TASKS TO PERFORM:
1. List the four full-length albums named in the passage about Twitching Tongues.
2. Render this sentence from the Twitching Tongues passage in Spanish: "Twitching Tongues has toured internationally in the past, alongside other metal bands such as Harm's Way."
3. Summarize the passage on Twitching Tongues in two sentences.

PASSAGE FOR REVIEW:
******************************
Twitching Tongues is an American metal band from California, founded in 2009 by brothers Colin and Taylor Young. The band has released four full-length albums: Sleep Therapy in 2012, In Love There Is No Law in 2013, Disharmony in 2015, and Gaining Purpose Through Passionate Hatred in 2018. They have also released two EPs – 2011's I & I (Insane and Inhumane) and 2012's Preacher Man. Twitching Tongues has toured internationally in the past, alongside other metal bands such as Harm's Way.

Their 2015 album, Disharmony, was positively reviewed by NPR's Lars Gotrich, who wrote that Twitching Tongues has "been particularly adept at the moody mosh." The album also received a favorable reception from Vice's John Hill, who opined that "hardcore is at its best when it takes risks", using the band's song "Asylum Avenue" as an example. In a 2018 Revolver interview, frontman Colin Young said that Peter Steele had been a formative influence on his music and the band's work.
******************************
DATASET RECORDS:

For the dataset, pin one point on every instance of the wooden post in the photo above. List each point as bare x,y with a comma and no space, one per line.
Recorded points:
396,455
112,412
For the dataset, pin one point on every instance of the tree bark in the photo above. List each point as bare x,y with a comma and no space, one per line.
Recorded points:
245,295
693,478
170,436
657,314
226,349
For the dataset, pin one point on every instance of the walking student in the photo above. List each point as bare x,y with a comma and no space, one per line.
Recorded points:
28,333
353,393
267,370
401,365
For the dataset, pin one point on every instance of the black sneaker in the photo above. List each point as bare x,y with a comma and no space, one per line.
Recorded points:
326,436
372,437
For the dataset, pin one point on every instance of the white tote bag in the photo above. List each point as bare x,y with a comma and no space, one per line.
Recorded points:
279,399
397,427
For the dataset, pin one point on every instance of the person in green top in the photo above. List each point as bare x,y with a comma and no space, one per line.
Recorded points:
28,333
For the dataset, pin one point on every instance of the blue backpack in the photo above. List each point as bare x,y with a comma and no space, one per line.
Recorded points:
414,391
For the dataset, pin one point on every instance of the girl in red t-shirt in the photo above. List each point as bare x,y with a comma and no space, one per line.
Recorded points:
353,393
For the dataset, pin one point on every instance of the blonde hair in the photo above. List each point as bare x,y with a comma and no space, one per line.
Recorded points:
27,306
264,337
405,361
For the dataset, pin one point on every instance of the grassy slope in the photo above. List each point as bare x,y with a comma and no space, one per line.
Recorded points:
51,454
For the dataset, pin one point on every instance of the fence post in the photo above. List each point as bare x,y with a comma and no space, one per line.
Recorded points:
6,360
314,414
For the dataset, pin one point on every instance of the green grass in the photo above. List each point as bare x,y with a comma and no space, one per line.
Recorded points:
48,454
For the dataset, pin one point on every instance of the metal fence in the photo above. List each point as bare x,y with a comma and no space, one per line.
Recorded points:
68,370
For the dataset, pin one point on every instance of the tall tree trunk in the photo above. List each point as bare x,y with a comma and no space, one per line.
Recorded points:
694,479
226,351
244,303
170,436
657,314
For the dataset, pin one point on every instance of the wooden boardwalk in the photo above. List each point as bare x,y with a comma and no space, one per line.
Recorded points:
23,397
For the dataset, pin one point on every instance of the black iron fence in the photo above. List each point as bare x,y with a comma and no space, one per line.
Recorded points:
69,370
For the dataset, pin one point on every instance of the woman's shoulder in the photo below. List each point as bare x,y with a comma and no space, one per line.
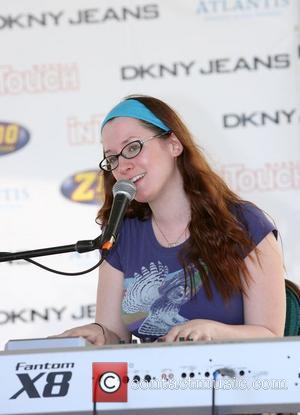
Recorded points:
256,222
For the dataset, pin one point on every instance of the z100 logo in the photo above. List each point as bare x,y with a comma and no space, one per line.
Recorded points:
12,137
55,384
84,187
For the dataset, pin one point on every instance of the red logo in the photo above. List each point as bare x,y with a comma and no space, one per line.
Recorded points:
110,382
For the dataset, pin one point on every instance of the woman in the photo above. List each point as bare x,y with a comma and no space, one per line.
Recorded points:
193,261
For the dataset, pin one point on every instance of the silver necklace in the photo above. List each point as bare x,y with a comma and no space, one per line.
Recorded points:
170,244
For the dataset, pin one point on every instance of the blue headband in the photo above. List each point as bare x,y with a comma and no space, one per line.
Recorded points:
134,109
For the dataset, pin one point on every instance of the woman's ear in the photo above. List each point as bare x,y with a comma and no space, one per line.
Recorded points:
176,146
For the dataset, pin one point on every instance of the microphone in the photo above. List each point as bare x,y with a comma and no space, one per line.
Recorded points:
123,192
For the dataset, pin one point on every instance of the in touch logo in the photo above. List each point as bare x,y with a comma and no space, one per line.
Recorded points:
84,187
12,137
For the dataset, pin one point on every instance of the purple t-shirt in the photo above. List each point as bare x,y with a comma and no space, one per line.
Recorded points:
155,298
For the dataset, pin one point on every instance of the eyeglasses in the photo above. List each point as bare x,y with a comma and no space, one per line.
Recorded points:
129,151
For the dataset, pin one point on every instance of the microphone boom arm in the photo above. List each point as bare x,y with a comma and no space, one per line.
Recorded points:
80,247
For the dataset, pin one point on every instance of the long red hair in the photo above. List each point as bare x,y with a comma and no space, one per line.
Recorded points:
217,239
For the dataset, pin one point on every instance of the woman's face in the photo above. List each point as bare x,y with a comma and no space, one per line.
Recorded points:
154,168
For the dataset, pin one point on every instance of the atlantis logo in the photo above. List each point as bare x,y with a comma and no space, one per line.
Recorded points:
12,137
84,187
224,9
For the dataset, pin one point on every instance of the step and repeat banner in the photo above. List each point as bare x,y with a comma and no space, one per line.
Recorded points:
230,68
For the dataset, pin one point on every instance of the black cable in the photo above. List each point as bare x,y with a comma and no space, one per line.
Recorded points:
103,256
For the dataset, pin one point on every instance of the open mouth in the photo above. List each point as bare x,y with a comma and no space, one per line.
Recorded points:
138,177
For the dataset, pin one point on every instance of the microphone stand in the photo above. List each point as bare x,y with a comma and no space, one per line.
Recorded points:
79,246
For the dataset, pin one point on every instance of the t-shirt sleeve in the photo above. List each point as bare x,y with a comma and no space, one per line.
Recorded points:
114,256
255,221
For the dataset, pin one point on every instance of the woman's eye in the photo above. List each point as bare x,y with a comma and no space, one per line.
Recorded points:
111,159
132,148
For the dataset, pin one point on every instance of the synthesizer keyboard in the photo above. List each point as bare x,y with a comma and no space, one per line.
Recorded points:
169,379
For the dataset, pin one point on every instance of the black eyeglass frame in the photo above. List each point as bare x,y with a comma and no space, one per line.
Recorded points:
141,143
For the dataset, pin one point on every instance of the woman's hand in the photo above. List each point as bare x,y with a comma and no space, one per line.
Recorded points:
******************************
TASK RESULTS:
1.
Sleep Therapy (2012)
In Love There Is No Law (2013)
Disharmony (2015)
Gaining Purpose Through Passionate Hatred (2018)

2. Twitching Tongues ha realizado giras internacionales en el pasado, junto a otras bandas de metal como Harm's Way.

3. Twitching Tongues is a California metal band founded in 2009 by brothers Colin and Taylor Young, and it has released four full-length albums and two EPs and has toured internationally. Its 2015 album Disharmony was praised by reviewers at NPR and Vice, and frontman Colin Young has named Peter Steele as a formative influence.